According to the text on the Filipino Chinese chamber's visa appeal, how many Chinese tourists visited the Philippines in 2024?

**Text segment**
-----
The Federation of Filipino Chinese Chambers of Commerce and Industry (FFCCCII) recently called on the government to relax visa restrictions for Chinese tourists and to promote related reforms to modernize agriculture and improve the business environment, thereby enhancing the Philippines' economic competitiveness.
FFCCCII President Shi Dongfang noted that in light of the government's recent decision to completely ban the online gambling (BC) industry, the FFCCCII hopes to relax visa approvals for Chinese tourists to compensate for some economic losses and boost tourism development.
Shi Dongfang emphasized that several ASEAN countries, including Thailand, Singapore, and Malaysia, have already implemented visa-free policies for Chinese tourists, while other countries offer visa-on-arrival facilities, giving them an advantage in attracting tourists and investors. If the Philippines does not adjust its policies, it may be at a disadvantage in regional competition.
The Philippine Department of Tourism previously stated that the strictness of visa policies is a major factor in the decline in the number of Chinese tourists. Data shows that in 2024, the total number of Chinese tourists visiting the Philippines was 312,222, far lower than the 1.74 million before the pandemic in 2019.
In addition, Shi Dongfang also called for the promotion of agricultural mechanization, reduction of electricity costs, and reduction of cumbersome bureaucratic procedures to improve business operational efficiency. He supports wage adjustments through tripartite wage committees involving the government, labor, and management, rather than directly proposing to increase the minimum wage by 200 pesos.
-----
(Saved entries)

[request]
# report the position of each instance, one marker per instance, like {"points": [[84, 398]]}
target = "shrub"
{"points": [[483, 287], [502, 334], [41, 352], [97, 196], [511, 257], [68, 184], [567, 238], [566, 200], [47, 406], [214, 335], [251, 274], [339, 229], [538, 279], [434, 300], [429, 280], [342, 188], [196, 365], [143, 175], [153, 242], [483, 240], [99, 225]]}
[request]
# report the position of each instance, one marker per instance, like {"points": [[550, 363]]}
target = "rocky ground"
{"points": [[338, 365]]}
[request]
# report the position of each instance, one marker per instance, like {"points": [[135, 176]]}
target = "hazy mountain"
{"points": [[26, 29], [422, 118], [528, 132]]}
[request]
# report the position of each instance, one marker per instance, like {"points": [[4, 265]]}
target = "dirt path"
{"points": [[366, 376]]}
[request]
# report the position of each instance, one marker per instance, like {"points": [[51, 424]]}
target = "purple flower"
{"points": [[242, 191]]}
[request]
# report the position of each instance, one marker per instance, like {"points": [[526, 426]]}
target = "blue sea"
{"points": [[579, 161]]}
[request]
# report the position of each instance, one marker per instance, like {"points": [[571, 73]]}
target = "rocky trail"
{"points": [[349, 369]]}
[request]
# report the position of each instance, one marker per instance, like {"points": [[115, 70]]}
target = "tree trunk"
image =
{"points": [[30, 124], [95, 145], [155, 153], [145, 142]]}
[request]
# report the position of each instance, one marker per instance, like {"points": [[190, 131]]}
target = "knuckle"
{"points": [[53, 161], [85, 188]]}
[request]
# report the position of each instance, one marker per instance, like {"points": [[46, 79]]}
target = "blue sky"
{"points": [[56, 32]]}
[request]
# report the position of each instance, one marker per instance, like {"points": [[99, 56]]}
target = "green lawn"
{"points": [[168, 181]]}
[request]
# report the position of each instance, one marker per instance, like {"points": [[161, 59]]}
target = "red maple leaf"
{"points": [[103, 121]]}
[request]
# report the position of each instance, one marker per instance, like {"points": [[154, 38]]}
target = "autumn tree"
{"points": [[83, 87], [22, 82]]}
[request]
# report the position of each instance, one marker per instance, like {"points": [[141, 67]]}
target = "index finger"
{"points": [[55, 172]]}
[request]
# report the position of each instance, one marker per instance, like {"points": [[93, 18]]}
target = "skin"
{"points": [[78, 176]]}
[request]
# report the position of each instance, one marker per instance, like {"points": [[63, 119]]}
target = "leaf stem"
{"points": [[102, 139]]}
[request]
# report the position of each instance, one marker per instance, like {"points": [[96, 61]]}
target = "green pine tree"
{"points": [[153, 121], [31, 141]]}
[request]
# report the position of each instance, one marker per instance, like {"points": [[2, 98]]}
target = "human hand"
-----
**Task result**
312,222